• Exercise instructions: Copy out every line of the data from the one containing "Objective — one marker per instance of the player's outstretched" down through the last line, and shift each coordinate value in the answers by -62.

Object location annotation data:
§

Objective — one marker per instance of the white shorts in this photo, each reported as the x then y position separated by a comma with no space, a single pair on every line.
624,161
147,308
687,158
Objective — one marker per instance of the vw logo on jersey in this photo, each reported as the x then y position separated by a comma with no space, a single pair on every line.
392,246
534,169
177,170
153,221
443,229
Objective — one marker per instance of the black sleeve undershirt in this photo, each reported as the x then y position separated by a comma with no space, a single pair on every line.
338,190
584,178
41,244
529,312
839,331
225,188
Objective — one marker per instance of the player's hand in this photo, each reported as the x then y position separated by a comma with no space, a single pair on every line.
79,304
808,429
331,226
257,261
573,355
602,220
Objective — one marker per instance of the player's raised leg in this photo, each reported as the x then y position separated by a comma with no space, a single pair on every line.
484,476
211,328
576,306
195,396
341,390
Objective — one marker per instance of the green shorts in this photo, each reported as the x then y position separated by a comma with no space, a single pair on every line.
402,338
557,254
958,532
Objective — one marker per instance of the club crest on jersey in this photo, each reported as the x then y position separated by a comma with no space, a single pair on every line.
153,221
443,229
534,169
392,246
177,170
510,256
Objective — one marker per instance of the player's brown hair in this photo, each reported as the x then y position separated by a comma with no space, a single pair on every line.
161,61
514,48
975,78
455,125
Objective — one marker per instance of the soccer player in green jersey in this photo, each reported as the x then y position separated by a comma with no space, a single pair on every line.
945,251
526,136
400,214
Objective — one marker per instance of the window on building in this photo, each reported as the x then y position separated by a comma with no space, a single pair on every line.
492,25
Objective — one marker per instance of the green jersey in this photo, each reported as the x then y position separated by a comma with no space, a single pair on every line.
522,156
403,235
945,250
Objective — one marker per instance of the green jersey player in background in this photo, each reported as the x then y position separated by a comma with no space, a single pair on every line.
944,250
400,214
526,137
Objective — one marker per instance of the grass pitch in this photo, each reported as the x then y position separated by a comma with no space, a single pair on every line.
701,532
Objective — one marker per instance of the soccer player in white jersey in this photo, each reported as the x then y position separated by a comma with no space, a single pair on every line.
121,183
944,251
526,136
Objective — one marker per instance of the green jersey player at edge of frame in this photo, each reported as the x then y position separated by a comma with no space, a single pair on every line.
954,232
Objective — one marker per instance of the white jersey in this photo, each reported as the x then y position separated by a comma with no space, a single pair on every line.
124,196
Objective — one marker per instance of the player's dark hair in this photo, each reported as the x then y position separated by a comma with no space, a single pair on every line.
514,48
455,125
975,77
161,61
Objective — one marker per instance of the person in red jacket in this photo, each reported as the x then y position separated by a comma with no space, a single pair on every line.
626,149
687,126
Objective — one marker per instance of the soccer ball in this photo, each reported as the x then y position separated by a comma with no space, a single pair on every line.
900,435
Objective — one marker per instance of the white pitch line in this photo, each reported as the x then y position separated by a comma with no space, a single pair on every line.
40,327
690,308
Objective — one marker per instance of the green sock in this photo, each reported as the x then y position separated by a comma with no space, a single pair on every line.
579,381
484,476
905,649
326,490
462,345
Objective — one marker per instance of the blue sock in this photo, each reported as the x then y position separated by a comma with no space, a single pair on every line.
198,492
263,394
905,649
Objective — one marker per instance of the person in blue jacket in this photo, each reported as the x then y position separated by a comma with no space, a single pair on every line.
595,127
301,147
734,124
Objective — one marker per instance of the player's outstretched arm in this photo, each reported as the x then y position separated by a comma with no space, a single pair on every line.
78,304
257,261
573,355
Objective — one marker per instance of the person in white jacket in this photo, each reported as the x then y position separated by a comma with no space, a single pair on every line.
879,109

§

• The solution:
Objective — one marker per instance of the player's outstretched arm in this photo, each reported as the x then y position separated by a comma with no space, a single pair on every line.
16,242
195,199
511,293
Objective — one marker per instance of the person in white jacket in this photo, each reported as the x then y position separated by a comma with no space, a single pair on every line.
817,47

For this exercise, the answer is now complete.